__Your goal__: Restate the records below exactly. Pictures are not part of the copy.

# # # #

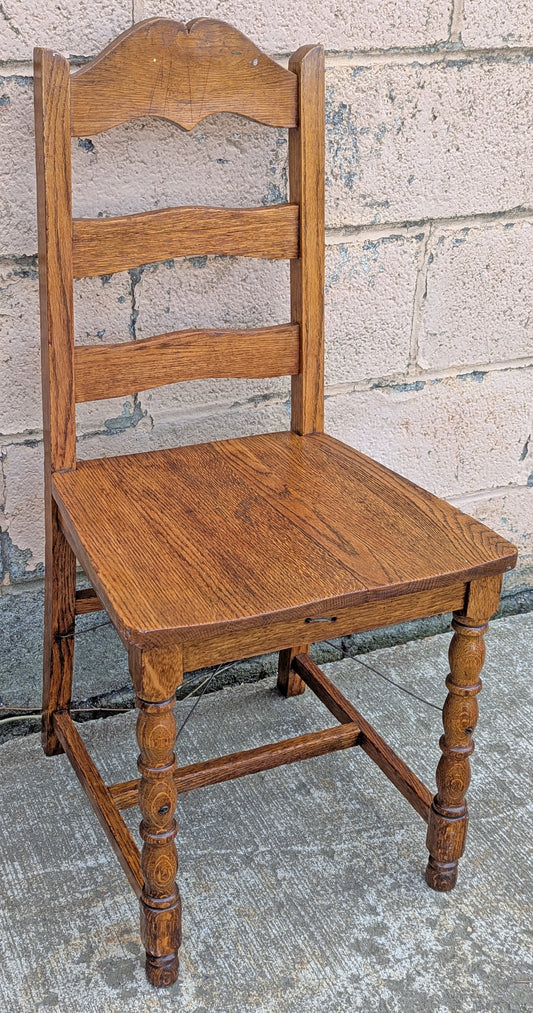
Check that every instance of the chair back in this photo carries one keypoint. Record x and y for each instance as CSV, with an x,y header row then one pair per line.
x,y
181,73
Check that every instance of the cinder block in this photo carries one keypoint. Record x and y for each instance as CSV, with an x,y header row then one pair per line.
x,y
286,24
17,167
76,28
21,524
405,143
497,22
151,163
454,437
211,292
137,166
102,312
369,294
511,514
213,421
478,306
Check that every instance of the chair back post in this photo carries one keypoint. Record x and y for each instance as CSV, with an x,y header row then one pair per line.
x,y
306,176
52,82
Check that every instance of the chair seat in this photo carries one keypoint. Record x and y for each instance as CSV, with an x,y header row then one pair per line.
x,y
204,539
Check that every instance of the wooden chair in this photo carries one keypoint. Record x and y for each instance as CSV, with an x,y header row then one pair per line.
x,y
219,551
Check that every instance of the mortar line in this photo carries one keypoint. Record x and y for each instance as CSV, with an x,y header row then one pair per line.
x,y
445,52
338,234
391,382
456,21
480,494
419,298
441,53
382,230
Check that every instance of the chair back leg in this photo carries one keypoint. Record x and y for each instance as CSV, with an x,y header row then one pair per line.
x,y
449,814
60,602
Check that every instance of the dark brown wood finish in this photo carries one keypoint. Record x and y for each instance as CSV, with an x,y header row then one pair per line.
x,y
306,177
449,813
289,682
86,601
348,530
112,370
99,796
104,245
182,73
160,903
200,775
52,83
355,619
208,553
380,752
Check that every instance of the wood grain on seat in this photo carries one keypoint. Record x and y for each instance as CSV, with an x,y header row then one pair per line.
x,y
199,540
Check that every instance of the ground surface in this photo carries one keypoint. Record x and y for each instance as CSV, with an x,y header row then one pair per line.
x,y
303,887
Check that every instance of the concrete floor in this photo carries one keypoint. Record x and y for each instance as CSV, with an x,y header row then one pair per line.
x,y
302,886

# # # #

__Answer section__:
Check that every instance of the chair back in this photo carries one keypoint. Record x and y for each instance as CSV, with an x,y header row then one pair per line.
x,y
181,73
Check that every instance of the cinder block in this photo carries one keypoint. Record x and y for each instance as CSV, with an x,y header row then one pair per line.
x,y
286,24
17,167
76,28
21,524
405,143
497,22
151,163
454,437
211,292
137,166
102,312
369,294
511,514
213,421
478,306
Check that every instance of the chair back post in this photo carries one keypoint. Record x and y for each instance as CSV, with an x,y header row then one pair per line.
x,y
306,176
52,82
Check that every instance of the chair seat in this photo carries one keypoint. Record x and y for each instance as CSV, with an x,y header row then one pair per line.
x,y
204,539
Check that every instance of the wooden chair in this photo carries one keypoint. Record x and y for each instance as CSV, with an x,y header row then one pair per line.
x,y
219,551
Check that every instance of the mortar line in this photo carries one keypoint. Record x and y for each instance as CSV, with an x,y header row then one pair per line.
x,y
445,52
338,234
391,382
456,21
480,494
419,298
441,53
382,230
Check that every instance of the chair back leg in this photo carries one keypoint. Record x and y for each instance as CSV, with an x,y header row then one pair per line.
x,y
449,814
60,602
Check that every instance of the dark brown wood finish in this photo carries one keypoint. Record x and y for each instance as CSV, with an x,y header row then one pair per line.
x,y
306,177
449,813
289,682
86,601
348,530
112,370
99,796
104,245
182,73
160,903
200,775
52,83
355,619
208,553
380,752
Check that every instance of the wood grain on seat in this photo carries one keypoint. Record x and y for each instance as CSV, with an x,y header row then one pair per line.
x,y
199,540
Check that every instance of the ground surface in this photo carries one keypoint. Record x and y for each instance as CSV, with an x,y header row then one pair per line.
x,y
303,887
Check that every instance of the concrete floor in this photo carries one keypoint. Record x and y for each instance as CSV, with an x,y header row then one pair per line.
x,y
302,886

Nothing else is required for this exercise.